[Contour labeling items]
--- Begin ---

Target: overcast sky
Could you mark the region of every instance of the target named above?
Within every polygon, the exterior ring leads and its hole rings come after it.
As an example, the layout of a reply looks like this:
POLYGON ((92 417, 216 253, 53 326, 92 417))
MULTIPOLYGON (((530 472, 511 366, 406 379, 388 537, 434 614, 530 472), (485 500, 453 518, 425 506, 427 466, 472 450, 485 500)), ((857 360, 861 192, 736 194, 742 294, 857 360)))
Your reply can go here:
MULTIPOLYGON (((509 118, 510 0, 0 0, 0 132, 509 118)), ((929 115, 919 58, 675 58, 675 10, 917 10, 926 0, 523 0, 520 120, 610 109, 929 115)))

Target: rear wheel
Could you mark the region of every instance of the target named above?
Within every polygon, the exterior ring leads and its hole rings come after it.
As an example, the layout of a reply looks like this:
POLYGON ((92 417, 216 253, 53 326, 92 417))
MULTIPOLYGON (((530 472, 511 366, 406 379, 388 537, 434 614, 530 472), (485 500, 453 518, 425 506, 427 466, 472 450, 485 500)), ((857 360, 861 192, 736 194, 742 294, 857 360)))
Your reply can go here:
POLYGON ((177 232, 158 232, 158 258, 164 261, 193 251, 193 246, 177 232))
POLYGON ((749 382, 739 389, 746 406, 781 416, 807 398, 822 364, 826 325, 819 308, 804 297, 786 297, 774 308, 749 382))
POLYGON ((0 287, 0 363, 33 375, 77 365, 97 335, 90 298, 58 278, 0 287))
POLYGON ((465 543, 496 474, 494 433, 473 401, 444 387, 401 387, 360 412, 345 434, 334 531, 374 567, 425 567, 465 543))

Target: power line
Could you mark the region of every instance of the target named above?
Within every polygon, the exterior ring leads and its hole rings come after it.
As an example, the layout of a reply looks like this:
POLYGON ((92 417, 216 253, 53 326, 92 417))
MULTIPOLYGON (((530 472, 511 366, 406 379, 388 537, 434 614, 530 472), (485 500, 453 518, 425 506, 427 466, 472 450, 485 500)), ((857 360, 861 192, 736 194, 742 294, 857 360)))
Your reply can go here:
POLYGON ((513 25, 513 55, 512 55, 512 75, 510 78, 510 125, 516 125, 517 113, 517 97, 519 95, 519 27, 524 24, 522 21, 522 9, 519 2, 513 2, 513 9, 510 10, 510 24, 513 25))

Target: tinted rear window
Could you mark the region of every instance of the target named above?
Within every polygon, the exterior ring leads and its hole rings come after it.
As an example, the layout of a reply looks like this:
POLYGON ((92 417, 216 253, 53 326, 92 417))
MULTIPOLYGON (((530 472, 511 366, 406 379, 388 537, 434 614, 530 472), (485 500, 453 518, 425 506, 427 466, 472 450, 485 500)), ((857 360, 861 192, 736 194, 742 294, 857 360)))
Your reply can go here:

--- End ---

DESCRIPTION OF THE TASK:
Pull out the listing from its first line through the line containing "POLYGON ((513 25, 513", including both ends. Reproduce those lines without any changes.

SOLUTION TO THIS PROBLEM:
Target: overcast sky
Could you mark the region of every instance of the target named above?
Within every polygon, the exterior ring leads and its hole rings come after it.
As an example, the layout of a reply looks like this:
POLYGON ((92 417, 216 253, 53 326, 92 417))
MULTIPOLYGON (((530 472, 511 366, 406 379, 388 537, 434 614, 530 472), (485 500, 453 518, 425 506, 427 466, 472 450, 485 500)), ((857 360, 861 192, 736 194, 742 294, 857 360)))
Your reply can go here:
MULTIPOLYGON (((509 118, 510 0, 0 0, 0 132, 509 118)), ((929 115, 919 58, 675 58, 675 10, 917 10, 926 0, 523 0, 520 120, 610 109, 929 115)))

Target: rear wheel
Could you mark the region of every instance of the target named above?
Within every polygon, the exterior ring leads and its hole rings come after it.
As an example, the layout of a reply looks like this:
POLYGON ((92 417, 216 253, 53 326, 92 417))
MULTIPOLYGON (((530 472, 511 366, 406 379, 388 537, 434 614, 530 472), (485 500, 453 518, 425 506, 427 466, 472 450, 485 500)), ((857 360, 861 192, 736 194, 742 294, 857 360)))
Your reply can go here:
POLYGON ((177 232, 158 232, 158 258, 164 261, 193 251, 193 246, 177 232))
POLYGON ((749 382, 739 389, 746 406, 781 416, 807 398, 822 364, 826 325, 819 308, 804 297, 786 297, 774 308, 749 382))
POLYGON ((0 287, 0 363, 33 375, 77 365, 97 335, 90 298, 58 278, 0 287))
POLYGON ((465 543, 496 474, 494 433, 473 401, 444 387, 401 387, 360 412, 345 434, 334 531, 374 567, 425 567, 465 543))

Target: power line
Could you mark the region of every instance of the target named above?
Within every polygon, the exterior ring leads and its hole rings come after it.
As an example, the layout of a reply looks like this:
POLYGON ((92 417, 216 253, 53 326, 92 417))
MULTIPOLYGON (((530 472, 511 366, 406 379, 388 537, 434 614, 530 472), (485 500, 453 518, 425 506, 427 466, 472 450, 485 500)), ((857 360, 861 192, 736 194, 742 294, 857 360)))
Your reply can go here:
POLYGON ((513 25, 513 55, 512 55, 512 75, 510 78, 510 125, 516 125, 517 113, 517 97, 519 95, 519 27, 524 24, 522 21, 522 9, 519 2, 513 2, 513 9, 510 10, 510 24, 513 25))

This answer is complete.